• Extract provided:
KS Ranjitsinhji    Getty Images
KS Ranjitsinhji Getty Images

On August 22, 1896, KS Ranjitsinhji scored two hundreds at Hove on a single day. Abhishek Mukherjee looks back at a unique achievement in the history of First-Class cricket.

It had been a great season for KS Ranjitsinhji till then. He was in supreme nick, scoring runs at will for Sussex: his lowest score from his first 9 innings was 26, and he had impressed everyone by scoring 79 and 42 against the touring Australians for Lord Sheffield s XI at Uckfield in a very low-scoring match.

The 138 against Yorkshire at Bradford opened the floodgates. This was quickly followed by a 114 not out against Gloucestershire and 107 against Somerset in consecutive matches at Hove, thereby making himself a very strong contender for the home Ashes that season.

After a 146 at Cambridge he was almost a certainty for the first Test at Lord s. However, the MCC selection committee, led by Lord George Robert Canning Harris, intervened: Harris, who was born at St Anne s, Trinidad, went to the extent of calling foreign cricketers “birds of passage”.

Ranji was left out at Lord s. While England played against Australia, the elegant Indian s skills came into play again, resulting in 171 against Oxford University at Hove and 69 and 73 against Kent at Hastings in three consecutive innings. In the process he became the first amateur cricketer to score a thousand runs in a season.

The next Test was scheduled at Old Trafford; keeping in accord with the contemporary rules, the team was supposed to be chosen by the Lancashire Selection Committee instead of MCC. They had no objection to Ranji s inclusion as long as the Australians did not object. Harry Trott was fine with Ranji s inclusion; Ranji became the first Indian to play a Test, and scored 62 and 154 not out on Test debut.

The hundreds kept coming: Ranji scored 100 not out against Nottinghamshire and 165 against Lancashire in the second innings, both at Hove. Immediately after the Lancashire match (in fact, the day after it ended) Sussex was scheduled to play Yorkshire at Hove.

Day One: Yorkshire openers take control

Stanley Jackson and John Tunnicliffe set about scoring runs in the businesslike manner that so exemplifies the Yorkshire approach to batting after Lord Hawke won the toss and decided to bat. The Sussex attack was dependent mostly on Ernest Killick, Frederick Parris, Jock Hartley, and Fred Tate, but they did not have an effect as the Yorkshire openers piled up the runs.

The opening stand accounted for 143. Jackson went on to score 102 and Tunnicliffe 99, but two quick wickets by Tate saw the visitors slide from 200 for 1 to 213 for 4. It was then that Bobby Peel walked out to join John Brown.

• Dataset extract:
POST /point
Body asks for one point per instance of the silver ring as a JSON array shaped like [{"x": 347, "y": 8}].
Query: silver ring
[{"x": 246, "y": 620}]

• Exercises:
1) Reproduce word for word the part of the Ranjitsinhji article that begins at the words "The 138 against" and stops after the words "in a season.".
2) Write the next part of the Ranjitsinhji article, picking up right after its last sentence.

• Expected outputs:
1)
The 138 against Yorkshire at Bradford opened the floodgates. This was quickly followed by a 114 not out against Gloucestershire and 107 against Somerset in consecutive matches at Hove, thereby making himself a very strong contender for the home Ashes that season.

After a 146 at Cambridge he was almost a certainty for the first Test at Lord s. However, the MCC selection committee, led by Lord George Robert Canning Harris, intervened: Harris, who was born at St Anne s, Trinidad, went to the extent of calling foreign cricketers “birds of passage”.

Ranji was left out at Lord s. While England played against Australia, the elegant Indian s skills came into play again, resulting in 171 against Oxford University at Hove and 69 and 73 against Kent at Hastings in three consecutive innings. In the process he became the first amateur cricketer to score a thousand runs in a season.

2)
The two put up a crucial 60 before Hartley had Brown stumped. Robert Moorhouse walked out and hung around with Peel till stumps: Yorkshire finished the day on 313 for 5 with Moorhouse on 20 and Peel looking ominous with 43.

Day Two: Yorkshire the dominant side amidst rain

Killick began the day in sensational fashion, clean bowling Moorhouse before a single run was added to the score. Ted Wainwright, however, hung on to help Peel add 56, but after his departure Yorkshire folded for 407 on what was an on- and off-day because of the rain.

Peel was eventually run out for 106. Hartley finished with 3 for 110, while Killick, Parris, and Tate picked up two wickets apiece. Batting at No. 10, Lord Hawke scored a solitary run before Hartley dismissed him.

Sussex began poorly, and lost Fry and Killick both with the score on 23, still 384 runs behind. CB Fry was caught by the debutant wicketkeeper Arthur Bairstow and Killick was cleaned up by Hirst. Sussex ended the day with 23 for 2 with Ranji and the Sussex captain Billy Murdoch at the crease. None of them had opened their account.

Day Three: Ranji creates record

The day began with drama just like the previous day as Hirst removed Murdoch without a single run being added. Ranji realised that he would be running out of partners at this stage and decided to take control of the situation in his own hands. With Billy Newham for company he dominated the outstanding Yorkshire attack that comprised of Hirst, Wainwright, Peel, Jackson and Ernest Smith all great names in the history of Yorkshire cricket.

Newham had played a Test in Australia close to a decade back; he now used all his experience to thwart the strong line-up as Ranji took control. The drives and flicks kissed the grass on their way to the boundary, and the trademark leg-glance brought many an awestruck spectator to their feet, applauding.

Ranji and Newham added 132 for the fourth wicket in no time. Ranji reached 5,000 First-Class runs when he was on 46; he brought up his fifty quickly, and just when it seemed that Sussex had things under control and would avoid the follow-on, Smith had Newham caught by Jackson. Hirst responded almost immediately, and between them they triggered a collapse.

Ranji himself reached his hundred his second on the trot before being caught by Jackson off Smith. He had scored a round 100; from 155 for 3 Sussex had slid to 170 for 9 before Harry Butt and Tate added 21 for the last wicket. Hirst finished with 4 for 49 while Smith did a notch better with 5 or 42. With his side leading by 216 Lord Hawke imposed the follow-on.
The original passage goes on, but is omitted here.